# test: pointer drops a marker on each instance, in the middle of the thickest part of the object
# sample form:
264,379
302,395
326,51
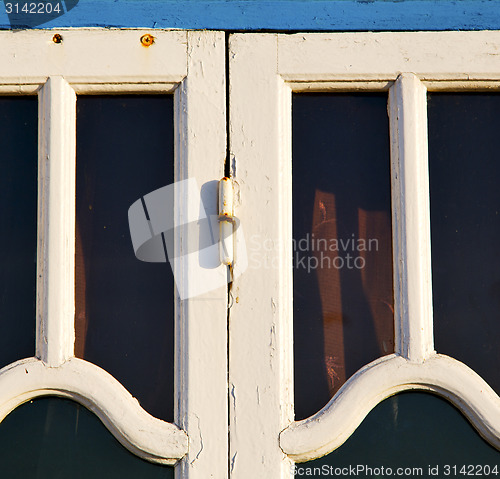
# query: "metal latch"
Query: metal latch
226,221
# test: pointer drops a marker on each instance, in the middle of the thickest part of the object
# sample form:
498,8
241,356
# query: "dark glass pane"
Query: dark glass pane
54,438
18,196
464,173
410,430
124,307
343,290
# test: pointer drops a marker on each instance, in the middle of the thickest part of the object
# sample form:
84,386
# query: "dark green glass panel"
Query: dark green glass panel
18,216
124,307
464,171
410,430
52,438
343,287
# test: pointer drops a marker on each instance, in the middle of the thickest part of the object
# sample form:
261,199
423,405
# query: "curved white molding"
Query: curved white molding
331,427
142,434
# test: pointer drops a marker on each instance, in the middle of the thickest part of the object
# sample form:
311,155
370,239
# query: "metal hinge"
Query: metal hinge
226,221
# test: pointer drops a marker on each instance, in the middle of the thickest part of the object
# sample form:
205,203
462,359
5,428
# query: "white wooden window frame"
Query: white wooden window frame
191,66
265,69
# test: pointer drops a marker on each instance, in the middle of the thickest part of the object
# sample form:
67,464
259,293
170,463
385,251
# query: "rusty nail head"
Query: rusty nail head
147,40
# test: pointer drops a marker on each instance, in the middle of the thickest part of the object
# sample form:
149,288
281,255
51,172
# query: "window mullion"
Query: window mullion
411,219
56,222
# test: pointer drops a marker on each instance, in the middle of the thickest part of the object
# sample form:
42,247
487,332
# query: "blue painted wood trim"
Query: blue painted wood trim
280,15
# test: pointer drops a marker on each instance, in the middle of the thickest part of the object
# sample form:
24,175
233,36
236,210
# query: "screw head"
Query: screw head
147,40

——

▸ **Exercise requirements**
Render every line of the items above as a JSON array of strings, one string per line, skipping blank lines. Leave the pictures out of the output.

▸ **Complete output**
[
  "# test: pointer drops a marker on each instance, in the middle of the thickest part of the object",
  "# sample form:",
  "264,379",
  "302,395",
  "326,51",
  "# query: \"metal latch\"",
  "Query: metal latch",
  "226,221",
  "# test: pointer drops a marker on each instance, in the middle of the thickest part of the object",
  "# sample form:",
  "498,8",
  "241,356",
  "# query: \"dark glass pane\"",
  "Query: dark glass pane",
  "54,438",
  "18,196",
  "464,173",
  "410,430",
  "124,307",
  "343,290",
  "# test: pointer drops a marker on each instance, in the middle of the thickest part of the object",
  "# sample form:",
  "84,386",
  "# query: \"dark green glass panel\"",
  "Query: dark green glass panel",
  "18,216",
  "124,307",
  "464,171",
  "410,430",
  "52,438",
  "343,287",
  "# test: pointer drops a marker on each instance, in the middle of the thickest part of the object",
  "# sample form:",
  "261,199",
  "423,405",
  "# query: \"curved white molding\"",
  "Query: curved white molding",
  "331,427",
  "142,434",
  "# test: pointer drops a marker on each instance, in the middle of the thickest part of the object",
  "# sample form:",
  "311,155",
  "370,239",
  "# query: \"metal hinge\"",
  "Query: metal hinge",
  "226,221",
  "# test: pointer drops a marker on each instance, in the middle of the thickest part of the object",
  "# sample form:",
  "205,203",
  "462,359",
  "5,428",
  "# query: \"white wooden window frame\"",
  "Query: white wooden window frame",
  "191,66",
  "265,69",
  "# test: pointer drops a marker on each instance, in the middle of the thickest part of the object",
  "# sample form:",
  "67,464",
  "259,293",
  "170,463",
  "385,251",
  "# query: \"rusty nail head\"",
  "Query: rusty nail head",
  "147,40",
  "# test: pointer drops a marker on each instance, in the middle of the thickest part of the object",
  "# sample form:",
  "149,288",
  "281,255",
  "51,172",
  "# query: \"window mullion\"",
  "Query: window mullion",
  "411,219",
  "56,222",
  "# test: pointer drops a marker on each instance, in the middle of the thickest part of the object",
  "# sample form:",
  "42,247",
  "487,332",
  "# query: \"blue painted wood trim\"",
  "Query: blue painted wood trim",
  "280,15",
  "# test: pointer drops a marker on each instance, in the middle of the thickest part of the object",
  "# sample form:",
  "24,175",
  "233,36",
  "236,210",
  "# query: \"screw head\"",
  "Query: screw head",
  "147,40"
]